Assignment: Print the line that contains "Can you see the gray", then every line after it until the entries end, exactly as they read; do not include pictures.
──────
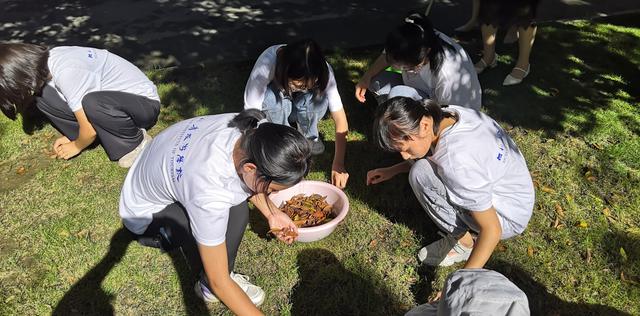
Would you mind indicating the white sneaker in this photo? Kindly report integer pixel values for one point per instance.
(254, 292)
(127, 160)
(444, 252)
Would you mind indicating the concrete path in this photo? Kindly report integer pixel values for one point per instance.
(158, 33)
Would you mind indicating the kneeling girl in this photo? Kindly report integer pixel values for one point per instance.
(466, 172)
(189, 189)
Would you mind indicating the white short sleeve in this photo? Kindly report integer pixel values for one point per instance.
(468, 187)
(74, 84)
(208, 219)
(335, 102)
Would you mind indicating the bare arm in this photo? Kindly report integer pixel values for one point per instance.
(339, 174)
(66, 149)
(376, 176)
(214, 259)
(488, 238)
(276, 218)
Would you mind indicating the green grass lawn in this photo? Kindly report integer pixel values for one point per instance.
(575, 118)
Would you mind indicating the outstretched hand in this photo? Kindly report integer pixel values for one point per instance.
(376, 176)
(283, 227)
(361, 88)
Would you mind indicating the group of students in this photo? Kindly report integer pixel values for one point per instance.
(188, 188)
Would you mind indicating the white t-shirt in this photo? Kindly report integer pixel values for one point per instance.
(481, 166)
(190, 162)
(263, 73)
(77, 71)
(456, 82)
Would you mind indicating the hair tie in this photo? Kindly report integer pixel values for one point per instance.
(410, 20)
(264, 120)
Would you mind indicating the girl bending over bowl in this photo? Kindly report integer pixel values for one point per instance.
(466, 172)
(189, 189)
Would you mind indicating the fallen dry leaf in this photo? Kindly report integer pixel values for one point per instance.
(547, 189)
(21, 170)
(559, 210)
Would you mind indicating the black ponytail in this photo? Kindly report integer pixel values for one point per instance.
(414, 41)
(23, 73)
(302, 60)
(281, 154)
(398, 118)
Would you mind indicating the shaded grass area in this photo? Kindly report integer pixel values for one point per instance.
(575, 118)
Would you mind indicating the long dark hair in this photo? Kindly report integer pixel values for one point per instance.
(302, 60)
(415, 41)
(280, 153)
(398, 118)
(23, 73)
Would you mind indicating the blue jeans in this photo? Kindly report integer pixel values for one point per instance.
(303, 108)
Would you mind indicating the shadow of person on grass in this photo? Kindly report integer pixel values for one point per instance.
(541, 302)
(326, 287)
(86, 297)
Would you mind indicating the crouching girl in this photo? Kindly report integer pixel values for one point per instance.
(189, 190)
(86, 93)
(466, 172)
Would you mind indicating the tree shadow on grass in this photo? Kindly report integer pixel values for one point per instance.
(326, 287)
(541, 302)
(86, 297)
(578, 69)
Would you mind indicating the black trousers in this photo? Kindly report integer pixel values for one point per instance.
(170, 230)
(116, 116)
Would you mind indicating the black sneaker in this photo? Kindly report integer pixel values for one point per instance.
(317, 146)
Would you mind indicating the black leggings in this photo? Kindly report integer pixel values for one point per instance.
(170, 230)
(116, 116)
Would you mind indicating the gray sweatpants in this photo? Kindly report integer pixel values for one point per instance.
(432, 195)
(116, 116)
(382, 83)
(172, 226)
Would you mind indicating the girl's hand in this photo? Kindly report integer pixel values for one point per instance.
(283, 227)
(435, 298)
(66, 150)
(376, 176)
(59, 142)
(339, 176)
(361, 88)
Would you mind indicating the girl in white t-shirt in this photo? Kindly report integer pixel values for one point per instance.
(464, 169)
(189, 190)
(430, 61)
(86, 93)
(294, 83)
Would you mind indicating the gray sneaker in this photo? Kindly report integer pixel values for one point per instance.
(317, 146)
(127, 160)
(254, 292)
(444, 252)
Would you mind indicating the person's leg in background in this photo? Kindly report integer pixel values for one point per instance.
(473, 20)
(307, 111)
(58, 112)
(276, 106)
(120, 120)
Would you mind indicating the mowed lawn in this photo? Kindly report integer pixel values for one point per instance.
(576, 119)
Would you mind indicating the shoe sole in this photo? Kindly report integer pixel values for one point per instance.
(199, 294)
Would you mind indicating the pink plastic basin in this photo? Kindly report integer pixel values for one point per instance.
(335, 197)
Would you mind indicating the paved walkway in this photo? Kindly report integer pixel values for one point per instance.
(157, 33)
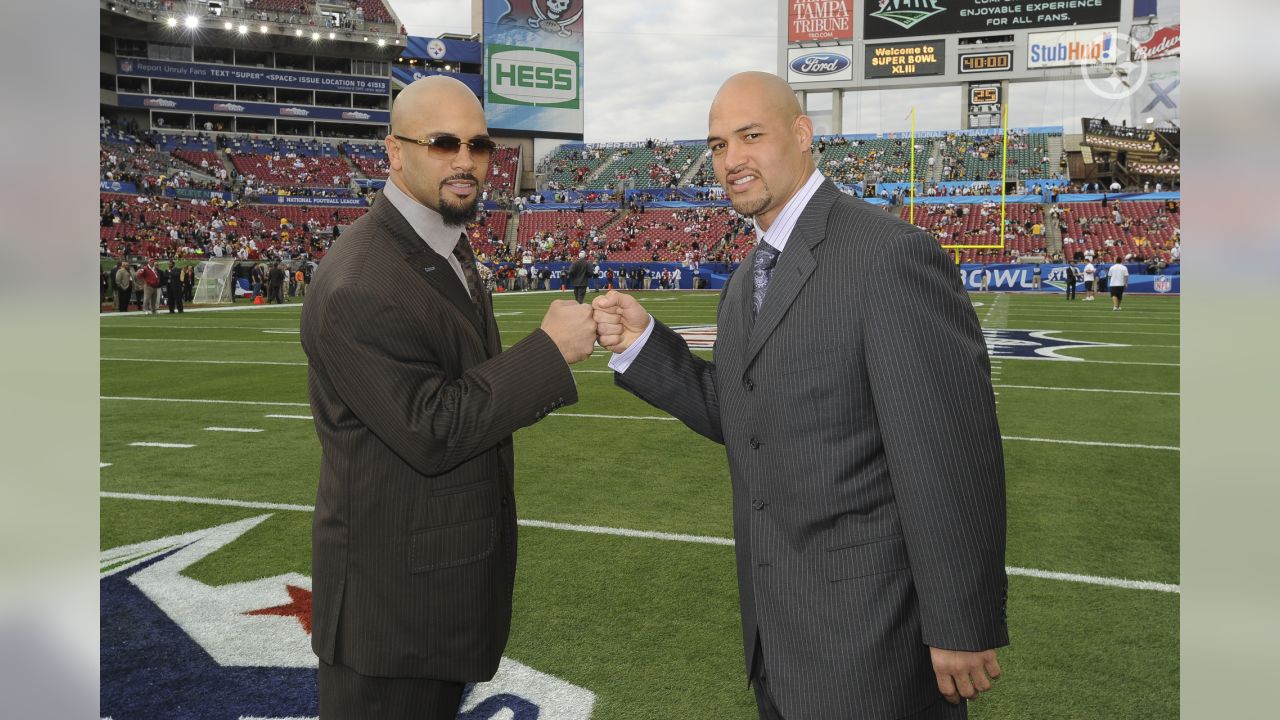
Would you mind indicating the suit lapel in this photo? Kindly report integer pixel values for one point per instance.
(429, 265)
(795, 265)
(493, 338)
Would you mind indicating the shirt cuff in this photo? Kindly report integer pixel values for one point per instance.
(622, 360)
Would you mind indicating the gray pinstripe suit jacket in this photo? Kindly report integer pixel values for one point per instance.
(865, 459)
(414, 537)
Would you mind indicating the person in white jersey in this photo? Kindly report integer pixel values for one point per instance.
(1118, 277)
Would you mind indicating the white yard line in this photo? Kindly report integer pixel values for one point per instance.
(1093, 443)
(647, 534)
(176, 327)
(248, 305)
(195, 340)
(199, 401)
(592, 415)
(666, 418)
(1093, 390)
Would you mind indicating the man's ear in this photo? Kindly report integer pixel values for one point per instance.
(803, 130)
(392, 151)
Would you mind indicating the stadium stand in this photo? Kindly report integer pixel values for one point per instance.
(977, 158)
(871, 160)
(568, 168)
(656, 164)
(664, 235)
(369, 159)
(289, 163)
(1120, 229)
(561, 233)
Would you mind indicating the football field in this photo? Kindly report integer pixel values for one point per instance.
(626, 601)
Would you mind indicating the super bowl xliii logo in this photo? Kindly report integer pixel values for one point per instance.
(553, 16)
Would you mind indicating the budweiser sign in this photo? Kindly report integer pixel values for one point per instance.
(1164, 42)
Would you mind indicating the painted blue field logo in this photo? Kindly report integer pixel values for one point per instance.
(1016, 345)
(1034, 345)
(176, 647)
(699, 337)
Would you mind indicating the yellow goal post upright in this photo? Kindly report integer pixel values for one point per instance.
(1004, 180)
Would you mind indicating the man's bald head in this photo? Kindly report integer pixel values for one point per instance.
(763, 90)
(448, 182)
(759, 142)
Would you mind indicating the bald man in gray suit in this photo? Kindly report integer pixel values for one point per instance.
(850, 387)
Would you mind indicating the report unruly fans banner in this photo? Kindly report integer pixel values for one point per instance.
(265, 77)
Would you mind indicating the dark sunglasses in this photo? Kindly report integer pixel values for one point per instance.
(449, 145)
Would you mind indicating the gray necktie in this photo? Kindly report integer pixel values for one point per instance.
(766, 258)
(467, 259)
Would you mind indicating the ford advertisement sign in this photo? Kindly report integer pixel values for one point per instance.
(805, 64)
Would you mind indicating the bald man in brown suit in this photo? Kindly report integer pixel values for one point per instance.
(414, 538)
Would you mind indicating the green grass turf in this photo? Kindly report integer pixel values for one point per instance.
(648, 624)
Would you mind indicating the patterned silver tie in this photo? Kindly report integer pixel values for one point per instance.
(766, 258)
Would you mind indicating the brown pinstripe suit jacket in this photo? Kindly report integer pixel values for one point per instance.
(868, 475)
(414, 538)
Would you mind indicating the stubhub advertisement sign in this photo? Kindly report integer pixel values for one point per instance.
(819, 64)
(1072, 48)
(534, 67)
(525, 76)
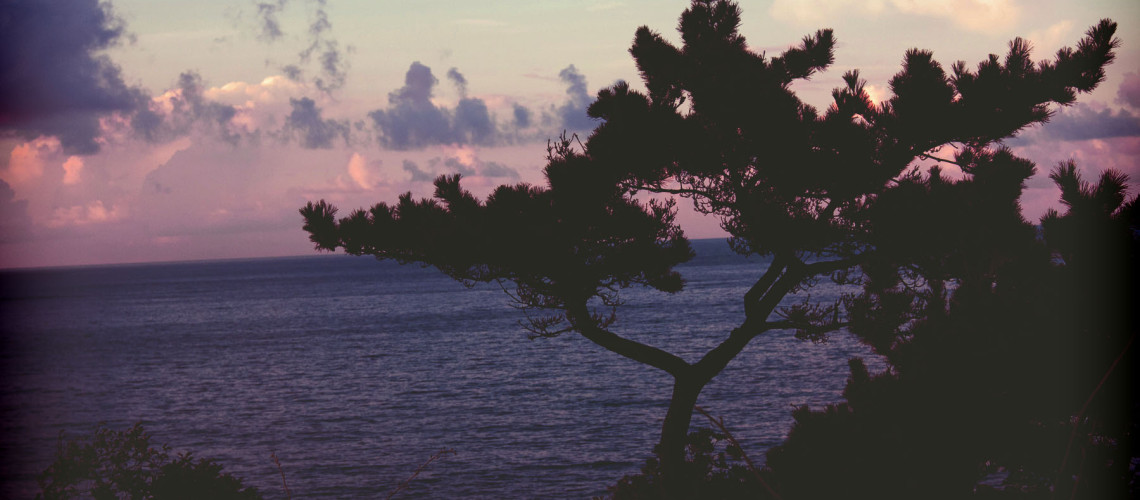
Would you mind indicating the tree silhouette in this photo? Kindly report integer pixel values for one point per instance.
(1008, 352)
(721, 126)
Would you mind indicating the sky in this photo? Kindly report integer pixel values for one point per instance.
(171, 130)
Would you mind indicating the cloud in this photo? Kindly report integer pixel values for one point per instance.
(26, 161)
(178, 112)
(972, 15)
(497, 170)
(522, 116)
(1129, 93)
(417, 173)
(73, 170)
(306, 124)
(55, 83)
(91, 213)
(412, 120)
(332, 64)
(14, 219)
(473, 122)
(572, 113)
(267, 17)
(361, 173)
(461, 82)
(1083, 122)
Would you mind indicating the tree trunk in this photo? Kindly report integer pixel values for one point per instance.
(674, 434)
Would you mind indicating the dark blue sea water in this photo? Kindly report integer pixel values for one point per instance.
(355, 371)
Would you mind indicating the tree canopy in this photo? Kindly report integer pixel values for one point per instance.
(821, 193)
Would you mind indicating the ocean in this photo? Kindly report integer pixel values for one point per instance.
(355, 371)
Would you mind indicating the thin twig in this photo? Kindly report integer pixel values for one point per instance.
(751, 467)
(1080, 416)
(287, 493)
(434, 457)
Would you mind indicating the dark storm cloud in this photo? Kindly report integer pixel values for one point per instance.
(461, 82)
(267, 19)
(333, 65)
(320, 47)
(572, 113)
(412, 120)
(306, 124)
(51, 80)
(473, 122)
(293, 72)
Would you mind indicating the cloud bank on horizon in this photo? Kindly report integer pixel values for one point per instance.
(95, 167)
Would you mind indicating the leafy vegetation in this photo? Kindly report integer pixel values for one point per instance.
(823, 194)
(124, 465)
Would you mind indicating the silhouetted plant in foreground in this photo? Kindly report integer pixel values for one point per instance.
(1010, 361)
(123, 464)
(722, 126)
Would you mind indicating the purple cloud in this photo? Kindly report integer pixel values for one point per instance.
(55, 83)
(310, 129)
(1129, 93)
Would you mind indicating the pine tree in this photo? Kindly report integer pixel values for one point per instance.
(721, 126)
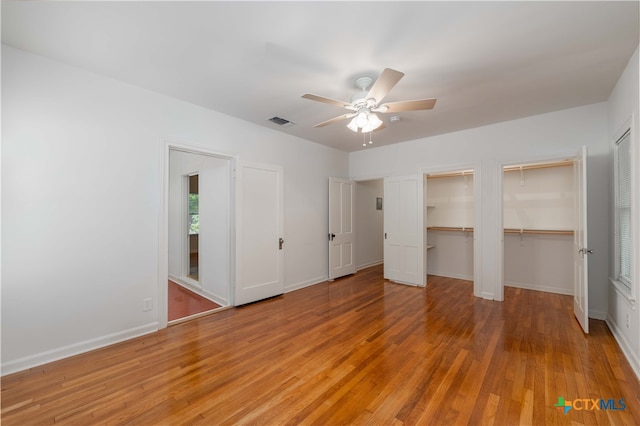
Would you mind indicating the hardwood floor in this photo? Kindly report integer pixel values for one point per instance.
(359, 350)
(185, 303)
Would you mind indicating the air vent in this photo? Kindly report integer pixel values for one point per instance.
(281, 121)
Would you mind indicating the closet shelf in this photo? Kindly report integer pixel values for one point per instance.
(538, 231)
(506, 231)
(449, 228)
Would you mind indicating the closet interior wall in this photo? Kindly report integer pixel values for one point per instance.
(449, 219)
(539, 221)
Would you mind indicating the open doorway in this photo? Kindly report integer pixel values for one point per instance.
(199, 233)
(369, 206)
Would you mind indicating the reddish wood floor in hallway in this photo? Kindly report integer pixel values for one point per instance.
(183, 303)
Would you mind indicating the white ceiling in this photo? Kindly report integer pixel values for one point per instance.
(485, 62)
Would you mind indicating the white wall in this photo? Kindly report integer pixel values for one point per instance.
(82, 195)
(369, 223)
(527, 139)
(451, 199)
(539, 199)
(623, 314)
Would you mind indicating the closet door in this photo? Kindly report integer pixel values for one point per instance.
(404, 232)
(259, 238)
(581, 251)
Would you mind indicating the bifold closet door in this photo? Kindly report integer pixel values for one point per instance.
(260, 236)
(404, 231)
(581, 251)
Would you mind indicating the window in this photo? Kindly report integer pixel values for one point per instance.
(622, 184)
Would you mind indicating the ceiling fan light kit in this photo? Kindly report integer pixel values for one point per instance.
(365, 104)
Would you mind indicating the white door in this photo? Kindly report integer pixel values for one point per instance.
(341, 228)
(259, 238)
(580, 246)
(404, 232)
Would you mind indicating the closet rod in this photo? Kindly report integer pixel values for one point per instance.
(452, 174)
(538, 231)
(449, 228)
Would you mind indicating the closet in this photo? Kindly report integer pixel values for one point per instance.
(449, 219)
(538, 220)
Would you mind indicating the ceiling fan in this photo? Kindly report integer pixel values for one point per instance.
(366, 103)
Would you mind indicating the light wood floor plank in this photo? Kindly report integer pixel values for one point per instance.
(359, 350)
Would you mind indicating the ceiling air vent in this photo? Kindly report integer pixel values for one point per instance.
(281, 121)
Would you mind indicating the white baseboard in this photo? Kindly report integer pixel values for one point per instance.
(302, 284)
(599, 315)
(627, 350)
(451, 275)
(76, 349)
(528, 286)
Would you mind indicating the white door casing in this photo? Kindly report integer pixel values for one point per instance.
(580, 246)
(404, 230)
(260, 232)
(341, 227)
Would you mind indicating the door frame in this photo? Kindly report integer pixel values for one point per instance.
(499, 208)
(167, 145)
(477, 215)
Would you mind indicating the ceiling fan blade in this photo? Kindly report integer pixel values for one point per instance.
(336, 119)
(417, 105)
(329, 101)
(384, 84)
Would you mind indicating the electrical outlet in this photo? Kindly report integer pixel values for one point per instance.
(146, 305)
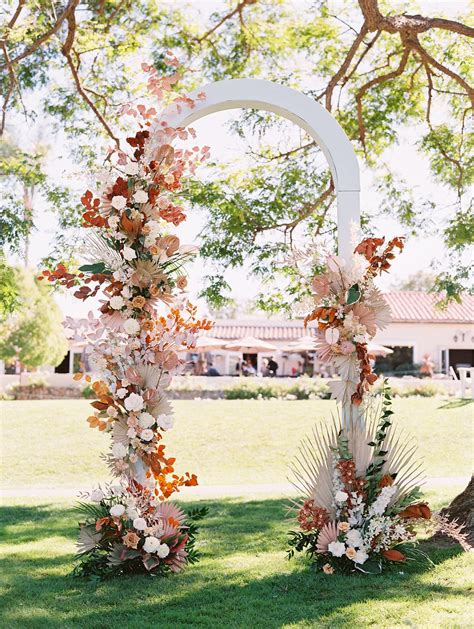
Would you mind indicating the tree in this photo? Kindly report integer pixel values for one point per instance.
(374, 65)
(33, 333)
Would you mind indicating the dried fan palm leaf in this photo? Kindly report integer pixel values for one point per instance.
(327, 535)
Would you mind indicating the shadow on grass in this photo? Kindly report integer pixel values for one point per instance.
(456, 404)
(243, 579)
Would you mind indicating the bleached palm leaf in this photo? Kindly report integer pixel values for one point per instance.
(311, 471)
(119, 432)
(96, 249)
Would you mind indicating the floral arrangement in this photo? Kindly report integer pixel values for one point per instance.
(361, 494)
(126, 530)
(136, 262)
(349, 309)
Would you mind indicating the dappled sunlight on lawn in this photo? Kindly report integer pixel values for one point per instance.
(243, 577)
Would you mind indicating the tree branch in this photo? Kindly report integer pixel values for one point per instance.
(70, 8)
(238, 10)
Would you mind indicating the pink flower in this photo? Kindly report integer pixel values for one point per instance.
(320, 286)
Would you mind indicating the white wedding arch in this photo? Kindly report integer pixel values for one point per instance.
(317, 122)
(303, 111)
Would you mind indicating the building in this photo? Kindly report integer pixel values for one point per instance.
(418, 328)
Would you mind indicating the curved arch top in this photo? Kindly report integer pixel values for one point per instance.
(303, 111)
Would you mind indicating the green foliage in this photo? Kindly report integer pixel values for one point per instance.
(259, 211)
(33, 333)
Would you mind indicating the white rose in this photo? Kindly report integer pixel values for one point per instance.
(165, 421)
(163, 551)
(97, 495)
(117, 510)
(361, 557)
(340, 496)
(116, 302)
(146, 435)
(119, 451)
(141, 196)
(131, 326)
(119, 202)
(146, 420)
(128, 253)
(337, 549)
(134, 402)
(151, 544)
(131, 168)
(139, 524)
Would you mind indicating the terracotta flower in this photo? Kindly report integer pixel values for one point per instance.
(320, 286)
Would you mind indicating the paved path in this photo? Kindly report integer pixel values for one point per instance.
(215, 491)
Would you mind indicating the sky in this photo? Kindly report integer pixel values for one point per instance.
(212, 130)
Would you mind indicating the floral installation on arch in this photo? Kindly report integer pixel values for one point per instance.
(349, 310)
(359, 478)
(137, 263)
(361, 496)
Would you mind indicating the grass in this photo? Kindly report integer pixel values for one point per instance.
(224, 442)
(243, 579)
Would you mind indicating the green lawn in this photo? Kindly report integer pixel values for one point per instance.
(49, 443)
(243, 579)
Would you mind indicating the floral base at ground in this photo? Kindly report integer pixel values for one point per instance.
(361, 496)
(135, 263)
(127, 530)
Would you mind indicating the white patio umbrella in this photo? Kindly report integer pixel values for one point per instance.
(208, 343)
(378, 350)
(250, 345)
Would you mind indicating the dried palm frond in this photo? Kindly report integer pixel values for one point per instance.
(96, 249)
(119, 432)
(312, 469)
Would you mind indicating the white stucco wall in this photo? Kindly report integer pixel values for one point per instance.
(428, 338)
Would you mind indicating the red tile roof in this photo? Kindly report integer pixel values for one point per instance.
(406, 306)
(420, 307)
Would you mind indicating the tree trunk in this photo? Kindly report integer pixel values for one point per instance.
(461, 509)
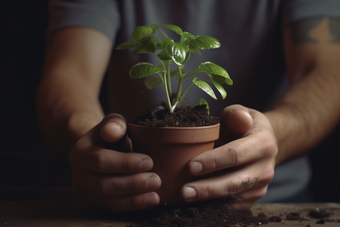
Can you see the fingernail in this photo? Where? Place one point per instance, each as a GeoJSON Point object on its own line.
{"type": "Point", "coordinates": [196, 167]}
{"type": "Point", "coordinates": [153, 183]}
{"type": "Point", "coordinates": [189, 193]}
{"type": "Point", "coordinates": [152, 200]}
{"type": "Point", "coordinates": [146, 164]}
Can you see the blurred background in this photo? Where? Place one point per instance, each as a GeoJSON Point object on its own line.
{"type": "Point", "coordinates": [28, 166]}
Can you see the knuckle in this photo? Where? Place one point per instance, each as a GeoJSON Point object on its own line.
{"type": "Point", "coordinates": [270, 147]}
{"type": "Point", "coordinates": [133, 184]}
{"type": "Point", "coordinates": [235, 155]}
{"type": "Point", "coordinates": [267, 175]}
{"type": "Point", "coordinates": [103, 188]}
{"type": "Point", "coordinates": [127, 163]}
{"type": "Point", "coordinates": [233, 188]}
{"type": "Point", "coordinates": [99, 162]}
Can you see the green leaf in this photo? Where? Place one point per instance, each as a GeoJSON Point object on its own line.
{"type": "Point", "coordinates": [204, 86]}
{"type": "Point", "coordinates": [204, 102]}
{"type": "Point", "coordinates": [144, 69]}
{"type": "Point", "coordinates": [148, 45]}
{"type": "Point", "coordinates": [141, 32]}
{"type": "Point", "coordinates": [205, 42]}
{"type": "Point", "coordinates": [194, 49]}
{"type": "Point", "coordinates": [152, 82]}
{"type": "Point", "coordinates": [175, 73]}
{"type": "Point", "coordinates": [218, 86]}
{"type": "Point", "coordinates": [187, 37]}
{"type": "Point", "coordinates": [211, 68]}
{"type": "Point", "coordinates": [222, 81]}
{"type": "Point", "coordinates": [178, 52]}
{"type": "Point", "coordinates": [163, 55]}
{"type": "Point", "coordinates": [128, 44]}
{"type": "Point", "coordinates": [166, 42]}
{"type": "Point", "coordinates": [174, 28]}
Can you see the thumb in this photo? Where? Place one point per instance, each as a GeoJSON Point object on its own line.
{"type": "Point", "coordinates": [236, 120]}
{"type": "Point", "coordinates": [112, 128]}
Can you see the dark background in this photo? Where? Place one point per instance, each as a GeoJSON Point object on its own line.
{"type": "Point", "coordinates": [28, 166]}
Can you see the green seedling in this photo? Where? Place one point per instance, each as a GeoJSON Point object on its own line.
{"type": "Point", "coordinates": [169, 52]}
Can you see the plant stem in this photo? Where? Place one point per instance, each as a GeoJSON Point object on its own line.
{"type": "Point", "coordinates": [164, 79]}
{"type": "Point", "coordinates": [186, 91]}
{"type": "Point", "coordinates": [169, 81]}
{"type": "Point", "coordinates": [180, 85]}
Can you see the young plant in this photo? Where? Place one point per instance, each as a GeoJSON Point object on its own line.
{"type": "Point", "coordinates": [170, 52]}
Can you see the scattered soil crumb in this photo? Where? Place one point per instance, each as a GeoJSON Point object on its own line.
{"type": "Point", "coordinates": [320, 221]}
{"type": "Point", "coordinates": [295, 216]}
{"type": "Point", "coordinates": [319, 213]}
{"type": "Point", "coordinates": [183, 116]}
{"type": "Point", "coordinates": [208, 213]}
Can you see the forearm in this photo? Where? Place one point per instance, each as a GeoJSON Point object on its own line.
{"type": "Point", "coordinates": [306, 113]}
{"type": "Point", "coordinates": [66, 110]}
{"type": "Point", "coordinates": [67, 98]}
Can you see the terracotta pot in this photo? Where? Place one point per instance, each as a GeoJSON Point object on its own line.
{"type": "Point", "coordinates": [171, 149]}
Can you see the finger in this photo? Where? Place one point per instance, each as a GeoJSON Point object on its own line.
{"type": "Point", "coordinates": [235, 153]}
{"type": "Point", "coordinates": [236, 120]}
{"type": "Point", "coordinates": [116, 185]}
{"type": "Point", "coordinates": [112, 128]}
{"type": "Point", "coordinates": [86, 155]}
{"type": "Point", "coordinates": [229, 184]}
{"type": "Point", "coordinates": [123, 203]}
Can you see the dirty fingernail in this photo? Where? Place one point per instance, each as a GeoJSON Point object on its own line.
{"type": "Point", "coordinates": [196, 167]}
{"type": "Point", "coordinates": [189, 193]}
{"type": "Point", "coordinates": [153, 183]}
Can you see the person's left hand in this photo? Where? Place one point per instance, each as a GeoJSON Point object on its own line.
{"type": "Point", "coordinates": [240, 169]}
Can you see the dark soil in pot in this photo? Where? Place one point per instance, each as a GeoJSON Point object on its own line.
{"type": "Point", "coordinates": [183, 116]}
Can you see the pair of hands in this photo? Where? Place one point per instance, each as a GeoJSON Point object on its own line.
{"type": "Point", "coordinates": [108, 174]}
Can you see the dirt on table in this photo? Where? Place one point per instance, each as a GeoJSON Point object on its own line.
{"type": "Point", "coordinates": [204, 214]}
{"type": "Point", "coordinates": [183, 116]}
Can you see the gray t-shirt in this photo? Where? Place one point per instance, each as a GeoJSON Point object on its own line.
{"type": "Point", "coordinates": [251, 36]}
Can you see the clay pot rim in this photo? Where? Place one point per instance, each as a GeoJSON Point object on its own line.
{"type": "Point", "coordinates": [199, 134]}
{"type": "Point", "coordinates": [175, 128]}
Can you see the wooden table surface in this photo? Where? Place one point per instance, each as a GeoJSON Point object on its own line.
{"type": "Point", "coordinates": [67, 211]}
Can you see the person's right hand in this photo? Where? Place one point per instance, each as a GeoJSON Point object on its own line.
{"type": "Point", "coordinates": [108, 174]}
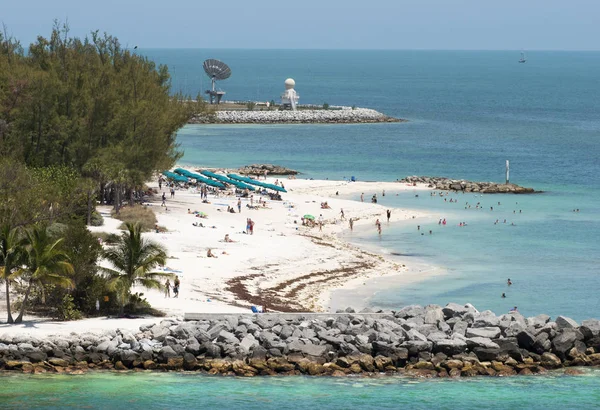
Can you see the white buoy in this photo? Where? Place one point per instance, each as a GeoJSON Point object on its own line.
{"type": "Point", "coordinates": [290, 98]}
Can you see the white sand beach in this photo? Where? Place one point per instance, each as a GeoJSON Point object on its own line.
──────
Response below:
Can you see the gray t-shirt in this photo? Where? Place one point per instance, each as a GeoJSON Point object on its own line.
{"type": "Point", "coordinates": [251, 36]}
Can you see the clay pot rim in this photo? Where? Place one point per instance, each as a GeoJSON Point object on its own line.
{"type": "Point", "coordinates": [199, 134]}
{"type": "Point", "coordinates": [175, 128]}
Can you see the wooden table surface in this photo? Where? Place one point per instance, each as a GeoJSON Point object on its own line.
{"type": "Point", "coordinates": [67, 211]}
Can you see the person's right hand in this photo? Where? Place one point per instance, each as a GeoJSON Point object on its own line.
{"type": "Point", "coordinates": [108, 174]}
Can you see the white buoy in this photo? Where? Place one point per instance, each as a GeoJSON Point object on its own line.
{"type": "Point", "coordinates": [290, 98]}
Can you see the white sand beach in this photo? Where? Place one point per instance, each as a GeoJSON Point object on its own line.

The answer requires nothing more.